'Regreso a Ítaca' o la magia de la censura
La película, cuya exhibición se prohibió en el Festival de Cine Latinoamericano, apela a recursos manidos y lugares comunes
La Habana/El reencuentro de cinco amigos en una azotea de Centro Habana es el hilo conductor sobre el cual discurre el argumento de Regreso a Ítaca, la película francesa sobre temas cubanos, con guión de Leonardo Padura y dirección de Laurent Cantet.
El filme circula actualmente de manera underground entre los cinéfilos habaneros, precedido de la mejor presentación posible: la censura oficial que impidió su exhibición durante la más reciente edición del Festival de Cine Latinoamericano, celebrado en La Habana en diciembre de 2014. Sin embargo, Regreso a Ítaca ha sido presentada en la sala Charles Chaplin, en La Habana, en el marco de la Muestra de Cine Francés, que se celebrará durante todo el mes de mayo.
La película se ha convertido en el fenómeno cultural del momento, en buena medida por la “gracia” de la censura oficial, en un país donde la crítica directa o velada al sistema sigue constituyendo todo un acontecimiento, incluso cuando –como es el caso– apela a recursos manidos, lugares comunes y abundantes clichés.
El segundo elemento a su favor es la participación en el guión de Leonardo Padura, que en los últimos años se ha convertido en un escritor de moda dentro y fuera de Cuba, en especial desde el éxito de la que ha sido hasta ahora su novela más lograda, El hombre que amaba a los perros, un éxito editorial que ha desatado lo que se conoce en los corrillos literarios como “paduramanía”.

——

CONSIGNA 1: Copia literalmente el listado desde la línea que contiene "Where can you see the dark cloud" hasta el final del listado, ambos extremos incluidos.

Registros almacenados de una colección
——

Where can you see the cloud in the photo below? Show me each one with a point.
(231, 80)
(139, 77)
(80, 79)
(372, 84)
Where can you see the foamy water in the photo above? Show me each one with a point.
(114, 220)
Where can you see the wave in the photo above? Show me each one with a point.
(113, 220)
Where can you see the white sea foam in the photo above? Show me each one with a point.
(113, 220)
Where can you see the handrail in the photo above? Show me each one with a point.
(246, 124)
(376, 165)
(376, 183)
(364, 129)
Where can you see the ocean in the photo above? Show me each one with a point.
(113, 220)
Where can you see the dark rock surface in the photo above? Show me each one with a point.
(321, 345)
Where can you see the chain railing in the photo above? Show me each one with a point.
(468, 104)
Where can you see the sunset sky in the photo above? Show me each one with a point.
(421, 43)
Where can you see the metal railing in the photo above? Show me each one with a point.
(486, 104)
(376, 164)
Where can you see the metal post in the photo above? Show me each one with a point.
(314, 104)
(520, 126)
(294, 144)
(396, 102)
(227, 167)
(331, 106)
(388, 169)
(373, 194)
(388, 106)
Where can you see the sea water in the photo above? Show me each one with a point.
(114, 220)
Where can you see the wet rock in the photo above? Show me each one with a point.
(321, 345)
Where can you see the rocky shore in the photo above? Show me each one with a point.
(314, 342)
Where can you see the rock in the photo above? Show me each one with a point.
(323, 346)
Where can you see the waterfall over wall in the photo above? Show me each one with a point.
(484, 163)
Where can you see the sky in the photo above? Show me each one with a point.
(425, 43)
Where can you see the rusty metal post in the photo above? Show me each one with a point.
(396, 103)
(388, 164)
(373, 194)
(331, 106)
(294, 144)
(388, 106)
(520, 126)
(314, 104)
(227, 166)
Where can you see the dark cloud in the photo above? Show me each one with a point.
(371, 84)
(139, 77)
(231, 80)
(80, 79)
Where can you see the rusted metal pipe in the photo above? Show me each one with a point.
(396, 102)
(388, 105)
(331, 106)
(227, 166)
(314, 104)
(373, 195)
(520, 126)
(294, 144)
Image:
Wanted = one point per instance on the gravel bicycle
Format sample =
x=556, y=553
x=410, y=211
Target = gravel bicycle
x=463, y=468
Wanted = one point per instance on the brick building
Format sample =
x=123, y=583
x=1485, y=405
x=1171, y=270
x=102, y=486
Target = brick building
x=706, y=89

——

CONSIGNA 2: Cita íntegro el texto sobre la película Regreso a Ítaca.

RESPUESTA CORRECTA 1:
Where can you see the dark cloud in the photo above? Show me each one with a point.
(371, 84)
(139, 77)
(231, 80)
(80, 79)
Where can you see the rusted metal pipe in the photo above? Show me each one with a point.
(396, 102)
(388, 105)
(331, 106)
(227, 166)
(314, 104)
(373, 195)
(520, 126)
(294, 144)
Image:
Wanted = one point per instance on the gravel bicycle
Format sample =
x=556, y=553
x=410, y=211
Target = gravel bicycle
x=463, y=468
Wanted = one point per instance on the brick building
Format sample =
x=123, y=583
x=1485, y=405
x=1171, y=270
x=102, y=486
Target = brick building
x=706, y=89

RESPUESTA CORRECTA 2:
'Regreso a Ítaca' o la magia de la censura
La película, cuya exhibición se prohibió en el Festival de Cine Latinoamericano, apela a recursos manidos y lugares comunes
La Habana/El reencuentro de cinco amigos en una azotea de Centro Habana es el hilo conductor sobre el cual discurre el argumento de Regreso a Ítaca, la película francesa sobre temas cubanos, con guión de Leonardo Padura y dirección de Laurent Cantet.
El filme circula actualmente de manera underground entre los cinéfilos habaneros, precedido de la mejor presentación posible: la censura oficial que impidió su exhibición durante la más reciente edición del Festival de Cine Latinoamericano, celebrado en La Habana en diciembre de 2014. Sin embargo, Regreso a Ítaca ha sido presentada en la sala Charles Chaplin, en La Habana, en el marco de la Muestra de Cine Francés, que se celebrará durante todo el mes de mayo.
La película se ha convertido en el fenómeno cultural del momento, en buena medida por la “gracia” de la censura oficial, en un país donde la crítica directa o velada al sistema sigue constituyendo todo un acontecimiento, incluso cuando –como es el caso– apela a recursos manidos, lugares comunes y abundantes clichés.
El segundo elemento a su favor es la participación en el guión de Leonardo Padura, que en los últimos años se ha convertido en un escritor de moda dentro y fuera de Cuba, en especial desde el éxito de la que ha sido hasta ahora su novela más lograda, El hombre que amaba a los perros, un éxito editorial que ha desatado lo que se conoce en los corrillos literarios como “paduramanía”.